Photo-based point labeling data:
[start]
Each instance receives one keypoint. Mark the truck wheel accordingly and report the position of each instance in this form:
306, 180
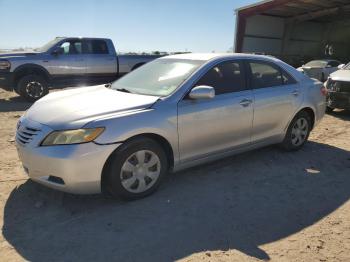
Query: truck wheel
137, 169
32, 87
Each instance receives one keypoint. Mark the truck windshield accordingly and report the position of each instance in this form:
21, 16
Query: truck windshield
47, 46
158, 78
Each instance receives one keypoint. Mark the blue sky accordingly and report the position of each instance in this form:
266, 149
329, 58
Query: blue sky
133, 25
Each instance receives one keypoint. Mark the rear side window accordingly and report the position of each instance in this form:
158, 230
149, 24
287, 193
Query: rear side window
226, 77
265, 75
96, 47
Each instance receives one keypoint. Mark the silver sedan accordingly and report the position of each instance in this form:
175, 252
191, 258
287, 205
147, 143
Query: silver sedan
173, 113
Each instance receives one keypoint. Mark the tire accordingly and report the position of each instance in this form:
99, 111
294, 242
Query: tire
32, 87
131, 178
294, 139
329, 109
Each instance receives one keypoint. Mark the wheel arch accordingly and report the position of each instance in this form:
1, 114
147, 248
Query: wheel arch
28, 69
311, 113
162, 141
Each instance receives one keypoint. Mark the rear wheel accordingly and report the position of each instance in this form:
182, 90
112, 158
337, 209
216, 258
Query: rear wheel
32, 87
298, 132
136, 169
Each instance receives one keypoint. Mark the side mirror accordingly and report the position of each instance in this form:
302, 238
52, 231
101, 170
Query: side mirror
57, 51
202, 92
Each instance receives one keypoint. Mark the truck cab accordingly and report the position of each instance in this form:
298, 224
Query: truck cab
63, 62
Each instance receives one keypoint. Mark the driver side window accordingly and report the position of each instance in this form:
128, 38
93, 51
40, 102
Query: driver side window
227, 77
71, 48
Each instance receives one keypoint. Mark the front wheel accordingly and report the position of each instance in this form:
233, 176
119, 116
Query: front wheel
298, 132
32, 87
136, 169
329, 109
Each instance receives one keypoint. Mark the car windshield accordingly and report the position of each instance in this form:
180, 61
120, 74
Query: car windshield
158, 78
47, 46
317, 63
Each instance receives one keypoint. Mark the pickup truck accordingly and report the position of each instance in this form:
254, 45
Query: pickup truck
63, 62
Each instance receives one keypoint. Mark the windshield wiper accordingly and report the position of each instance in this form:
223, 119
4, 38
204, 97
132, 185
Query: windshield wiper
123, 90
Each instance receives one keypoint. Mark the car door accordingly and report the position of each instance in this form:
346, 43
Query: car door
69, 62
276, 98
214, 125
101, 62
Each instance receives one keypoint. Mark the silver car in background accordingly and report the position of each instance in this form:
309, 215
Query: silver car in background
173, 113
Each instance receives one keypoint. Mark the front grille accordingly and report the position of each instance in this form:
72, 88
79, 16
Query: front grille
25, 135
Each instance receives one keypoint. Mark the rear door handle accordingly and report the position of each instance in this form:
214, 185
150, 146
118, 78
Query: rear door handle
245, 102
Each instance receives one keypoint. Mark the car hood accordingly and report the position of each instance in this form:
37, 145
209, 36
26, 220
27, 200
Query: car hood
76, 107
17, 54
341, 75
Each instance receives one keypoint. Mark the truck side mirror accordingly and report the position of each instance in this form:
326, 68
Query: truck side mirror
57, 51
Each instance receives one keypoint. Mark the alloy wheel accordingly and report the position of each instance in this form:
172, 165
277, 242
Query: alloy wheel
300, 131
34, 89
140, 171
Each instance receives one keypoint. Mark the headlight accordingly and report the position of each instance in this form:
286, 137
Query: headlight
68, 137
5, 65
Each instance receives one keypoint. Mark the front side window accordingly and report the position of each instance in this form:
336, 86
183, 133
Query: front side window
71, 48
160, 77
96, 47
226, 77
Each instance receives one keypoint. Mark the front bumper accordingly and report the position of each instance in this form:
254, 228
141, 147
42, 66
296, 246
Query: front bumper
74, 169
6, 80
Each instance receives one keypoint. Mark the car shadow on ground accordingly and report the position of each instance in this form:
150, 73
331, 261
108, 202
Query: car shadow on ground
342, 114
241, 202
16, 103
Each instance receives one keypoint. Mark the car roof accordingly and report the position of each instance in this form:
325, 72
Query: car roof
210, 56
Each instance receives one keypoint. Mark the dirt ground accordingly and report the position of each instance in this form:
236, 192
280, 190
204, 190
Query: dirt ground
261, 205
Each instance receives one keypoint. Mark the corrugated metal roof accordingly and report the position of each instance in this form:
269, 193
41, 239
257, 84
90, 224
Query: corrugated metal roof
317, 10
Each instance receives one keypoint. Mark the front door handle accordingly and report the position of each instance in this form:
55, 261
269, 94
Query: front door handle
245, 102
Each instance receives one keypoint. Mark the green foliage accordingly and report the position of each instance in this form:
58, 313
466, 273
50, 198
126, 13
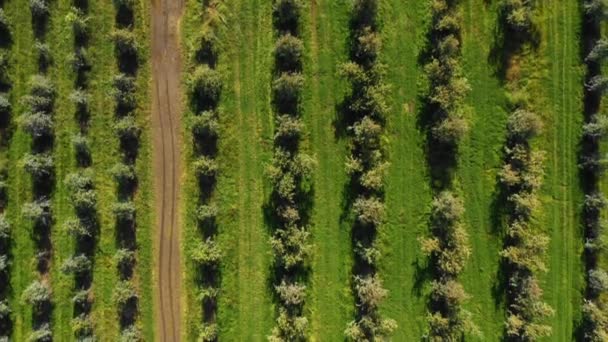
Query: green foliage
519, 14
291, 246
291, 294
42, 334
36, 294
124, 211
205, 86
207, 332
39, 8
127, 128
124, 92
528, 311
125, 43
5, 228
288, 52
124, 292
205, 125
205, 167
37, 124
38, 212
131, 334
207, 253
289, 327
76, 265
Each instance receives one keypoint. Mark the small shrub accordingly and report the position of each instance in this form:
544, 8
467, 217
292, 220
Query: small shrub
79, 60
132, 333
39, 9
36, 294
82, 327
77, 228
127, 128
287, 90
286, 14
80, 144
124, 175
291, 247
5, 27
125, 42
124, 211
206, 214
205, 126
207, 332
288, 53
5, 228
42, 334
45, 57
369, 211
207, 253
124, 92
205, 167
76, 265
289, 327
78, 181
597, 281
205, 85
37, 124
124, 258
124, 291
38, 212
5, 107
291, 293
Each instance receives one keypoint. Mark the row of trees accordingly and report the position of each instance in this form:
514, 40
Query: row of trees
448, 247
5, 227
595, 130
364, 111
290, 176
126, 297
204, 91
38, 121
84, 227
521, 178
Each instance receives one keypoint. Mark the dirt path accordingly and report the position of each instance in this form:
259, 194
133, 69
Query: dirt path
166, 68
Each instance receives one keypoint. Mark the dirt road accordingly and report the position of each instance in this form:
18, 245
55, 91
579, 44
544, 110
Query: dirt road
166, 68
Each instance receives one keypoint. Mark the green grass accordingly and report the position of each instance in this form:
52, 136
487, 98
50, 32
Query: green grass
330, 303
246, 310
562, 194
104, 148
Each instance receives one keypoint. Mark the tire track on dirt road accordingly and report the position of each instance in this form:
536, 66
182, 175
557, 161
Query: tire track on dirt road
166, 66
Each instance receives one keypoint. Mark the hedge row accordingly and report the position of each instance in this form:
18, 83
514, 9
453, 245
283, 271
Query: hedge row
5, 227
37, 120
126, 297
84, 228
448, 246
595, 130
204, 91
521, 178
290, 177
364, 111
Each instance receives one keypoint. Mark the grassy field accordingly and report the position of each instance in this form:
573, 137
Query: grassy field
246, 309
247, 124
104, 146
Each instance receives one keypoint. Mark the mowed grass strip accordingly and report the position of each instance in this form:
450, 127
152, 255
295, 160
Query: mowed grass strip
481, 157
562, 197
22, 66
408, 195
245, 309
325, 34
103, 145
190, 29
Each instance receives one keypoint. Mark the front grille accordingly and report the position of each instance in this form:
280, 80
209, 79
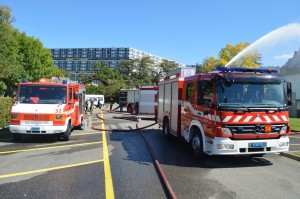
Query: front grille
252, 129
35, 131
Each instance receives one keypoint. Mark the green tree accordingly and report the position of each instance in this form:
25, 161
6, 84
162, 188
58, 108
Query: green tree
21, 56
142, 72
10, 70
126, 69
162, 69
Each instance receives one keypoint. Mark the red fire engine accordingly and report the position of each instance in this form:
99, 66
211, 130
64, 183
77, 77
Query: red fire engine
50, 106
141, 101
231, 111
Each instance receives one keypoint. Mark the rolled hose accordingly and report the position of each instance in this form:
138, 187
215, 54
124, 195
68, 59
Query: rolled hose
156, 162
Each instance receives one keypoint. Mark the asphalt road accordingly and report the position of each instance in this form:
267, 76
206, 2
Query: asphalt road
117, 164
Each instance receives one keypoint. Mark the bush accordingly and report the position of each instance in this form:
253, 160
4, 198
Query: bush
5, 105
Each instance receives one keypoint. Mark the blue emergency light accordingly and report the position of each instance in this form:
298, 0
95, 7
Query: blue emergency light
24, 80
237, 69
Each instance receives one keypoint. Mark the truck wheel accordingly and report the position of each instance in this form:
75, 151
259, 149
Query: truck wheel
197, 144
17, 136
258, 155
166, 128
66, 134
80, 126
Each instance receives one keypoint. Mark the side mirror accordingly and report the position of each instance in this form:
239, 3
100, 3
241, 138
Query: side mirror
76, 95
200, 100
289, 93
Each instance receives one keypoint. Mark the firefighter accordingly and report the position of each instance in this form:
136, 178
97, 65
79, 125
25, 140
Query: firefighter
111, 103
91, 105
87, 105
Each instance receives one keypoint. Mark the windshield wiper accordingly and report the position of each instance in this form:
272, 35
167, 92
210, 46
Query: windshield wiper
235, 106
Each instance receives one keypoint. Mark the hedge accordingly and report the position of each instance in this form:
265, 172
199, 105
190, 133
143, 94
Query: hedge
5, 105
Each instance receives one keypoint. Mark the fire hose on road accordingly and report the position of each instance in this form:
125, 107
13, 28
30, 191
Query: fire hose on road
156, 162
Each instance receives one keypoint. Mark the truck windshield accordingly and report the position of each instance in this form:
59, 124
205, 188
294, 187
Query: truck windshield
42, 94
251, 95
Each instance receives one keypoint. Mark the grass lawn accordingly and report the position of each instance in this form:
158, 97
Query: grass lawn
295, 124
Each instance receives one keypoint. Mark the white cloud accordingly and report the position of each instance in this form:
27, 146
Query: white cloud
284, 56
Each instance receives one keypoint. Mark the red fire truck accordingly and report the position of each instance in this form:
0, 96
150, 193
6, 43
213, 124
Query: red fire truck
141, 101
50, 106
230, 111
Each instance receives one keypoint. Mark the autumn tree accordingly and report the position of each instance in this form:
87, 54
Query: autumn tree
21, 56
249, 60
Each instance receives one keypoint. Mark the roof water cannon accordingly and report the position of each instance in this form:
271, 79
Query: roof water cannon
238, 69
24, 80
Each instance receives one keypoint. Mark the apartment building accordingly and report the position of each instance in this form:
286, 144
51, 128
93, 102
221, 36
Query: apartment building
75, 60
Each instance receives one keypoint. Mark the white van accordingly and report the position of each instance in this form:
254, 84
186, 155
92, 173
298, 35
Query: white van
97, 99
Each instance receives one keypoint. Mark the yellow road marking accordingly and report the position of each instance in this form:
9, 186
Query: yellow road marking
50, 147
49, 169
294, 137
109, 189
86, 133
295, 144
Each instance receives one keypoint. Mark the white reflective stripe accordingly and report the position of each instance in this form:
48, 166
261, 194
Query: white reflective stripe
276, 118
267, 118
284, 118
257, 119
237, 118
227, 118
248, 118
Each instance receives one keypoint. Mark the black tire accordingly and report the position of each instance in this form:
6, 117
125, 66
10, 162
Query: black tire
17, 136
80, 126
197, 144
166, 128
67, 133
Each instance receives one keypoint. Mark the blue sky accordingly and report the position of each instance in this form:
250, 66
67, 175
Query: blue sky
184, 31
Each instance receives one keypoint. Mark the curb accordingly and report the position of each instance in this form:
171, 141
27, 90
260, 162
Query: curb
289, 155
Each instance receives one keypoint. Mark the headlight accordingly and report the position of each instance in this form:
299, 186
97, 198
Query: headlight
14, 115
225, 146
226, 131
281, 144
283, 130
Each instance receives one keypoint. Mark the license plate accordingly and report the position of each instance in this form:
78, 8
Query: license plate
35, 128
257, 144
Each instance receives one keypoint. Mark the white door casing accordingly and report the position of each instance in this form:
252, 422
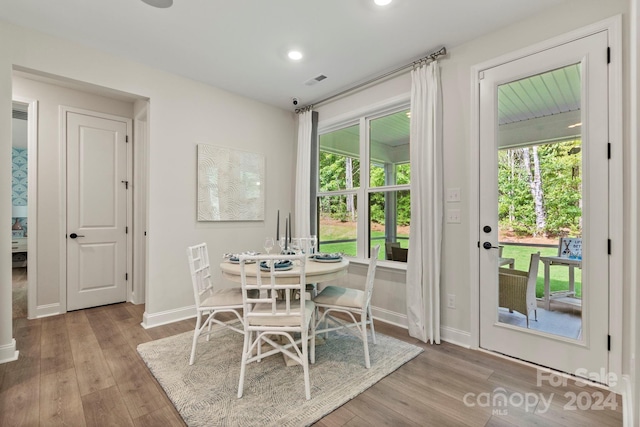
[end]
GIVEN TASK:
Output the lines of the data from the one containing "Each instance receives one keypoint. Mark the license" through the end of the data, inclusive, copying them unchanged. Leave the pictures out.

EXPECTED ANSWER:
Each instance receives one keypoint. Mark the license plate accordingly and report the position of each instance in this form:
78, 8
Query: license plate
35, 128
257, 144
Each instance receives one keypoint. Mark the white door casing accordingly and report the position of each instance in this form:
252, 422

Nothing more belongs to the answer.